* _Work to do_:
[1] In the subcategory SVM notebook, transcribe the code from "subcatVal = set(valSet['subcategory'])" up to and including "print(aliasesSub)".
[2] Answer these questions about the subcategory SVM notebook, one line each:
(a) What value is assigned to SEED?
(b) What name is passed to datasets.load_dataset?
(c) Which four columns are kept in trainSet?
[3] Can you carry the subcategory SVM notebook forward with the next code cell, picking up after the final line printed?

* _Passage given_:
——

## Subcategory SVM

In [1]:
from  sklearn import svm as sksvm
import pandas as pd
import numpy as np
import datasets
import sklearn
import joblib
import dotenv
import os


In [2]:
dotenv.load_dotenv()
HF_TOKEN = os.environ['HF_TOKEN']
SEED = 42
TRAINING = True
datasetTotal = datasets.load_dataset('sapienzanlp/nlp2025_hw1_cultural_dataset', token=HF_TOKEN)

In [31]:
valSet = pd.DataFrame(datasetTotal['validation'])[['subcategory', 'label', 'category','type']]
trainSet = pd.DataFrame(datasetTotal['train'])[['subcategory', 'label', 'category', 'type']]

In [46]:
subcatTrain = set(trainSet['subcategory'])
subcatVal = set(valSet['subcategory'])

subcat = subcatTrain.union(subcatVal)
print(len(subcat))
aliasesSub = {k:i for i,k in enumerate(subcat)}
print(aliasesSub)

——

* _Dataset records_:
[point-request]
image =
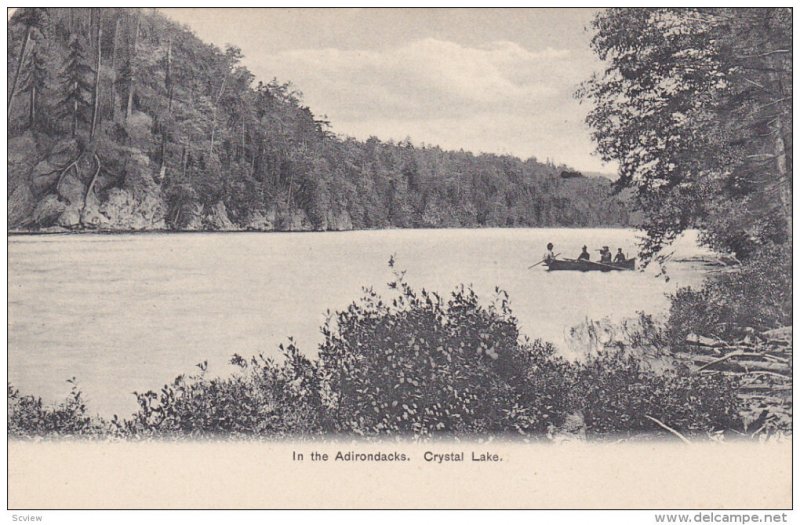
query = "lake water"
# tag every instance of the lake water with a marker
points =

——

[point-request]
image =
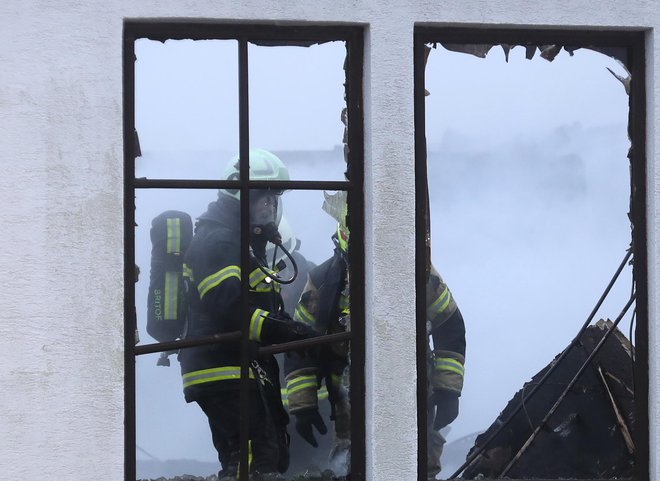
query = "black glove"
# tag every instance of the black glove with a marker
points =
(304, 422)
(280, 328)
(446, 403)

——

* _Task-by-task results_:
[1]
subcatVal = set(valSet['subcategory'])

subcat = subcatTrain.union(subcatVal)
print(len(subcat))
aliasesSub = {k:i for i,k in enumerate(subcat)}
print(aliasesSub)

[2]
(a) 42
(b) 'sapienzanlp/nlp2025_hw1_cultural_dataset'
(c) subcategory, label, category and type

[3]
catTrain = set(trainSet['category'])
catVal = set(valSet['category'])

cat = catTrain.union(catVal)
print(len(cat))

aliasesCat = {k:i for i,k in enumerate(cat)}
print(aliasesCat)

typeTrain = set(trainSet['type'])
typeVal = set(valSet['type'])

typeTot = typeTrain.union(typeVal)
aliasesType = {k:i for i,k in enumerate(typeTot)}
print(len(typeTot))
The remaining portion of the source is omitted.